Фрагмент документа:
——————————

Обязанности клиентов (бабанзи) скорее напоминали обязанности дружинников. За обеспеченную жизнь у хозяина они теряли право на официальное главенство в общине [156, с. 49]. Но бабанзи не представляли собой однородной среды. Среди них тоже были довольно влиятельные лица, составлявшие ближайшее окружение знатного покровителя. П. Колль встречал двух таких влиятельных бабанзи. Один из них, киханза, замещал самого хозяина в его отсутствие. Другой, билье, был посредником между простым народом и знатным лицом и хранил «подарки» — традиционные подношения знати [119, с. 173]. С ростом клиентелы основная масса бабанзи начинала использоваться уже как рабочая сила в сельском хозяйстве и при строительстве жилищ [119, с. 338].

Клиентела, подобная той, что существовала у балуба, известна и у других африканских народов. Так, С. Я. Козлов отмечал, что этот институт был довольно распространен у фульбе Фута-Джаллона. Там, однако, покровительства искали прежде всего лица, не связанные прочными (родственными или экономическими) узами со сложившимися коллективами: торговцы, ремесленники, представители свободных профессий — учителя, толкователи законов, мусульманские ученые и т. п. [31, с. 111].

Иначе дело обстояло у балуба. Часто клиентами становились лица, не потерявшие связь со своими родичами, а полноправные члены своей кисака. Однако защиты родственной группировки и семьи оказывалось явно недостаточно, и в борьбе между кровнородственными и новыми отношениями, основанными на существовании различных социальных категорий населения, вторые явно побеждали.

Отметим, что взаимные обязанности патрона и клиента как у фульбе, так и у балуба постепенно превращались в наследственные. Несомненно, это была одна из зачаточных форм личной зависимости.

Лично зависимое население. В государствах Куба, Луба и Лунда, как в Конго и в других государствах доколониальной Африки, наблюдалось значительное число людей, потерявших по тем или иным причинам свободу и попавших в личную зависимость. В литературе на протяжении многих лет изучения социальной истории традиционных доколониальных обществ Африки для них утвердилось определение «рабы». Так их называют все западные авторы. Однако мы можем употреблять этот термин лишь условно. Анализ статуса, прав и методов эксплуатации такого лично зависимого населения довольно убедительно показывает, что оно весьма отличается от рабов. Некоторые советские авторы называют эту категорию непосредственных производителей

«сервильным населением». Мы сохраним привычный термин «раб», но еще раз подчеркиваем, что он условен.

——————————

Показанные строки:
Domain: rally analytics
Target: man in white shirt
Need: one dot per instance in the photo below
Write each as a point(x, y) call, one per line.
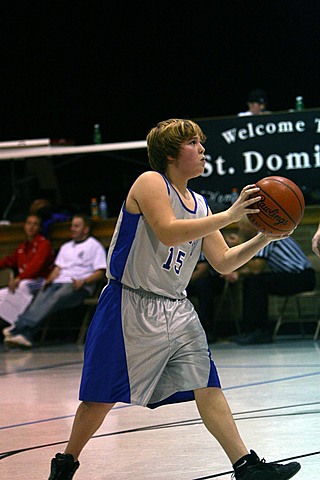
point(79, 265)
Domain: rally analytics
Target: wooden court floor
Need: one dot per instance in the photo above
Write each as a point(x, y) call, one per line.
point(273, 391)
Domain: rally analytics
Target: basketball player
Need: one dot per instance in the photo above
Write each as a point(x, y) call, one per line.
point(145, 344)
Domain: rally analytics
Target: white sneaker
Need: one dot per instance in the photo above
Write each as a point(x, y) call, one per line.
point(17, 341)
point(7, 331)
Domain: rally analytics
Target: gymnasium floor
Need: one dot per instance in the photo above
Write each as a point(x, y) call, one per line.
point(273, 390)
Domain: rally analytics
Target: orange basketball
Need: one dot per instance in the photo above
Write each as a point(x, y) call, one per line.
point(281, 206)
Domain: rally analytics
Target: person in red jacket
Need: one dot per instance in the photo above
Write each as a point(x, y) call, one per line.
point(31, 262)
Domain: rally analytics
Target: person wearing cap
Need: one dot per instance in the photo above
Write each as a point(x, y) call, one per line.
point(257, 103)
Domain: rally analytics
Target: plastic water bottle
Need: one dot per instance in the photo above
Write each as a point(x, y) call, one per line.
point(97, 134)
point(94, 208)
point(234, 194)
point(299, 104)
point(103, 207)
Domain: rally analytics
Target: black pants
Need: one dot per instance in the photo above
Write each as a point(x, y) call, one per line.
point(205, 289)
point(257, 288)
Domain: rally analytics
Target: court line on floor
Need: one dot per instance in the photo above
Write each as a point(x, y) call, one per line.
point(234, 387)
point(179, 423)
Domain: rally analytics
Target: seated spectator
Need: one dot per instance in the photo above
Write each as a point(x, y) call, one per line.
point(257, 103)
point(49, 213)
point(32, 262)
point(289, 272)
point(79, 264)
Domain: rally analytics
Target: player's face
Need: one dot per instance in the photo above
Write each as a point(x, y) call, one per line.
point(191, 157)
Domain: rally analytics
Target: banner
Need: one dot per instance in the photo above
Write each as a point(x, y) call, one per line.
point(242, 150)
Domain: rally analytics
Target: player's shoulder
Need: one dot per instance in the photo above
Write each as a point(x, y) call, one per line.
point(150, 179)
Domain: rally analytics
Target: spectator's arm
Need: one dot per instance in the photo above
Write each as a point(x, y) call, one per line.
point(316, 242)
point(34, 267)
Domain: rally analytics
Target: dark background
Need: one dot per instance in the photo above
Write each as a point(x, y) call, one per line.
point(65, 67)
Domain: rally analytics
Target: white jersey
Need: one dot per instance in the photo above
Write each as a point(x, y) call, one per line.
point(138, 259)
point(79, 259)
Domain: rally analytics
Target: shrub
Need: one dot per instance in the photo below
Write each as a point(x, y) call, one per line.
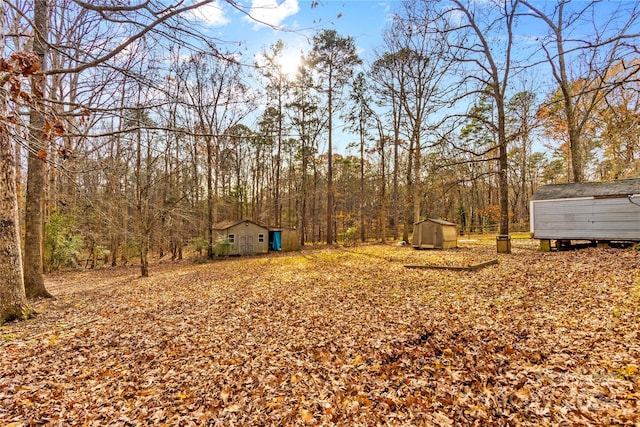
point(61, 245)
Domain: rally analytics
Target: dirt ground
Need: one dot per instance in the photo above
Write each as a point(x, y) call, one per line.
point(335, 336)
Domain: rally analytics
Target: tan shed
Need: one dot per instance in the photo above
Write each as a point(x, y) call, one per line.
point(244, 237)
point(283, 239)
point(434, 234)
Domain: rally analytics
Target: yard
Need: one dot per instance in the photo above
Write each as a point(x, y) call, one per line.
point(335, 336)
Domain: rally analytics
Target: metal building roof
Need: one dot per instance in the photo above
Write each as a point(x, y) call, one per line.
point(617, 188)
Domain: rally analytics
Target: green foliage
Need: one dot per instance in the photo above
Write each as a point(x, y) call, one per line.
point(61, 245)
point(199, 244)
point(351, 236)
point(222, 247)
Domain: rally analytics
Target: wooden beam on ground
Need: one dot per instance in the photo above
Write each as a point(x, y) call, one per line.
point(455, 267)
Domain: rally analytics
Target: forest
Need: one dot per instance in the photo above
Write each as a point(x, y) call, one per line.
point(128, 129)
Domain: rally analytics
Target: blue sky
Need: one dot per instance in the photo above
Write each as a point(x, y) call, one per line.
point(364, 20)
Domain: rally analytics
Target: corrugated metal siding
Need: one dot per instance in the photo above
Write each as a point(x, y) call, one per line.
point(585, 219)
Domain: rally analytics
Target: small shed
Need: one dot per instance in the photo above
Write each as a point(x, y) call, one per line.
point(283, 239)
point(434, 234)
point(244, 237)
point(596, 211)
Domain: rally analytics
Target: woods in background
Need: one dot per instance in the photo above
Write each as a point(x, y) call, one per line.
point(137, 131)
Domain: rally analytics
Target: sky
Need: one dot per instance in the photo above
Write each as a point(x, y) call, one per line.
point(299, 20)
point(364, 20)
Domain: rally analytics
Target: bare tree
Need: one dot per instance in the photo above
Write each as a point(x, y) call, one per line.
point(485, 68)
point(13, 302)
point(333, 58)
point(581, 65)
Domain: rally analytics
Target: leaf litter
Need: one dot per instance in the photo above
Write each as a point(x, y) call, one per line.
point(334, 336)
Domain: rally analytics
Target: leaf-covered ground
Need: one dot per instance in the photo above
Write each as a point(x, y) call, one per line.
point(335, 336)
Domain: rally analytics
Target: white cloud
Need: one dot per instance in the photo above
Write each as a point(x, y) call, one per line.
point(211, 14)
point(273, 12)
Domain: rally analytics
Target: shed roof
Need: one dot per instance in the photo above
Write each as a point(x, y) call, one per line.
point(617, 188)
point(225, 225)
point(437, 221)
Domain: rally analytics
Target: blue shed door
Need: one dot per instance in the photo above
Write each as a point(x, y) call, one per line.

——————————

Ваши задания:
a) Продублируйте без изменений отрывок текста о клиентеле у балуба: от слов «Клиентела, подобная той, что существовала» вплоть до слов «вторые явно побеждали.» включительно.
b) Найдите все строки, в которых встречается слово «metal», и перепишите каждую целиком. Регистр букв имеет значение.

Ответы к упражнению:
a)
Клиентела, подобная той, что существовала у балуба, известна и у других африканских народов. Так, С. Я. Козлов отмечал, что этот институт был довольно распространен у фульбе Фута-Джаллона. Там, однако, покровительства искали прежде всего лица, не связанные прочными (родственными или экономическими) узами со сложившимися коллективами: торговцы, ремесленники, представители свободных профессий — учителя, толкователи законов, мусульманские ученые и т. п. [31, с. 111].

Иначе дело обстояло у балуба. Часто клиентами становились лица, не потерявшие связь со своими родичами, а полноправные члены своей кисака. Однако защиты родственной группировки и семьи оказывалось явно недостаточно, и в борьбе между кровнородственными и новыми отношениями, основанными на существовании различных социальных категорий населения, вторые явно побеждали.

b)
Target: metal building roof
Target: corrugated metal siding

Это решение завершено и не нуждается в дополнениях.